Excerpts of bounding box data
----------------------------------------
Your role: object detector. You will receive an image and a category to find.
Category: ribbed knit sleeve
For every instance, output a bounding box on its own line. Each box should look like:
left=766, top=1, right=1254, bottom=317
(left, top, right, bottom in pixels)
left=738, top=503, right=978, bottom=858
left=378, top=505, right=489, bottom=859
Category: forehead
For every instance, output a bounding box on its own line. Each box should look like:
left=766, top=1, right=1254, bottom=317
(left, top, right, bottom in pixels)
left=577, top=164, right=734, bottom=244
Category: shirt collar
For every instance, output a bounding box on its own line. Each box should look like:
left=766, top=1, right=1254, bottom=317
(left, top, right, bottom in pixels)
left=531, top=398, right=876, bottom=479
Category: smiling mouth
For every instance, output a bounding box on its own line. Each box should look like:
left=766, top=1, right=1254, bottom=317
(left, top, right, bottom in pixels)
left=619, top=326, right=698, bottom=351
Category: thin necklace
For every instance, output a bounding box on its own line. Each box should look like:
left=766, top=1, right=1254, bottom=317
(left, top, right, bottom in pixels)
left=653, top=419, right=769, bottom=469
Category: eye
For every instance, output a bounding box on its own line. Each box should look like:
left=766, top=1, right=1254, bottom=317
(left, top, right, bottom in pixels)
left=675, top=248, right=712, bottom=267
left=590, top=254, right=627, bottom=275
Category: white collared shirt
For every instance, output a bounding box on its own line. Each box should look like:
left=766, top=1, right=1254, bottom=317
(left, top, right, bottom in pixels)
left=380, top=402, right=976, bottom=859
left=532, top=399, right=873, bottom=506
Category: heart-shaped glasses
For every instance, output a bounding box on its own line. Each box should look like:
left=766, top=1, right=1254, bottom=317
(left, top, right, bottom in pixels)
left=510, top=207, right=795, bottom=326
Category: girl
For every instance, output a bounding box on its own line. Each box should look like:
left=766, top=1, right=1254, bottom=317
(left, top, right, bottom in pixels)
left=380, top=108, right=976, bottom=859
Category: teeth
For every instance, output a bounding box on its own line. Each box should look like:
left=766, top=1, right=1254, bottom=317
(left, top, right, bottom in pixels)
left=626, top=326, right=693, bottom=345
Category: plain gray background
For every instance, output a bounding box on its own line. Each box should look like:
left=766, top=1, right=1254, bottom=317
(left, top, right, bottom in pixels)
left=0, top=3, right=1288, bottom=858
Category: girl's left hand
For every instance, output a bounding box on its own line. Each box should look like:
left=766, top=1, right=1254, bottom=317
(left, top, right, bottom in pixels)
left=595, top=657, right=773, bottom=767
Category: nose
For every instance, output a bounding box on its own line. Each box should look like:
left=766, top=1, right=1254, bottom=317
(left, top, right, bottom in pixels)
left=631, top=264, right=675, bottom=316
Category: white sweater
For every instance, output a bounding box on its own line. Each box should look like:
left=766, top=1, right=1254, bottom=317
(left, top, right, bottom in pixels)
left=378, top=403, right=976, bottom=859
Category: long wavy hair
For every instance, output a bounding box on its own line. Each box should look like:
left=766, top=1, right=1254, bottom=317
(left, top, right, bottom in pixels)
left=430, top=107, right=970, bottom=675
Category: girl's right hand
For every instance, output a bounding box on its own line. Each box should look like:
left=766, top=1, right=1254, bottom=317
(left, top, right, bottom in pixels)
----------------------------------------
Render all the items above as a numbered list, leaving out any blank lines.

Final result
1. Your role: object detector. You will receive an image and a category to find.
2. Category: ribbed knit sleeve
3. For every instance, output a bounding box on its own line. Each box should look like:
4. left=766, top=1, right=1254, bottom=317
5. (left, top, right, bottom in pixels)
6. left=738, top=503, right=978, bottom=858
7. left=378, top=505, right=489, bottom=859
8. Category: forehead
9. For every instance, output a bounding box on its own line. Each box should look like:
10. left=766, top=1, right=1254, bottom=317
11. (left, top, right, bottom in pixels)
12. left=577, top=164, right=734, bottom=244
13. Category: shirt collar
14. For every instance, output a bounding box on its own line. Each box should look like:
15. left=766, top=1, right=1254, bottom=317
16. (left, top, right, bottom in pixels)
17. left=531, top=398, right=876, bottom=479
18. Category: smiling mouth
19. For every instance, output a bounding box on its own line. Each box should look like:
20. left=766, top=1, right=1254, bottom=317
21. (left, top, right, bottom in pixels)
22. left=619, top=326, right=698, bottom=351
23. Category: thin necklace
24. For every instance, output a bounding box on its own line. Each box should look like:
25. left=766, top=1, right=1254, bottom=317
26. (left, top, right, bottom in pixels)
27. left=653, top=419, right=769, bottom=469
28. Category: eye
29. For every instance, output a bounding box on its own line. Each box should look like:
30. left=766, top=1, right=1254, bottom=317
31. (left, top, right, bottom in pixels)
32. left=675, top=248, right=712, bottom=267
33. left=590, top=254, right=627, bottom=275
34. Category: white collared shirt
35. For every instance, output a bounding box on its own line. Each box should look like:
36. left=766, top=1, right=1254, bottom=317
37. (left, top, right, bottom in pixels)
38. left=380, top=402, right=976, bottom=859
39. left=532, top=399, right=873, bottom=506
40. Category: heart-shaped glasses
41. For every instance, output a bounding box on its own line. Each box should look like:
42. left=766, top=1, right=1254, bottom=317
43. (left, top, right, bottom in pixels)
44. left=510, top=207, right=795, bottom=326
45. Category: girl
46. For every instance, output a bounding box on its own line. Each box should look like:
47. left=766, top=1, right=1254, bottom=317
48. (left, top, right, bottom in pixels)
49. left=380, top=108, right=976, bottom=859
50. Category: teeth
51. For every instance, output a bounding box on its own line. Each box should look like:
52. left=766, top=1, right=1254, bottom=317
53. (left, top, right, bottom in pixels)
54. left=626, top=326, right=693, bottom=345
55. Category: plain gray background
56. For every instance, output a bounding box on its own line. Each box should look like:
57. left=766, top=1, right=1254, bottom=317
58. (left, top, right, bottom in pixels)
59. left=0, top=3, right=1288, bottom=858
60. Category: girl's left hand
61. For every instance, output a bounding box on its own line. Each box should look like:
62. left=766, top=1, right=1254, bottom=317
63. (left, top, right, bottom in pixels)
64. left=595, top=657, right=773, bottom=767
65. Category: nose
66. For every instance, output a bounding box on its own line. Each box should look like:
67. left=766, top=1, right=1254, bottom=317
68. (left, top, right, bottom in pixels)
69. left=631, top=264, right=675, bottom=316
70. Category: white sweater
71. For every instance, output a bounding box on its own line. Each box should look like:
72. left=766, top=1, right=1254, bottom=317
73. (left, top, right, bottom in pixels)
74. left=378, top=403, right=976, bottom=859
75. Category: long wavy hair
76. For every instance, output a bounding box on its own line. Each box should look like:
77. left=766, top=1, right=1254, bottom=317
78. (left, top, right, bottom in pixels)
79. left=430, top=107, right=970, bottom=675
80. Category: girl's right hand
81. For every instance, output a bounding box on its own line. Each box should look like:
82. left=766, top=1, right=1254, bottom=317
83. (left, top, right, bottom in pixels)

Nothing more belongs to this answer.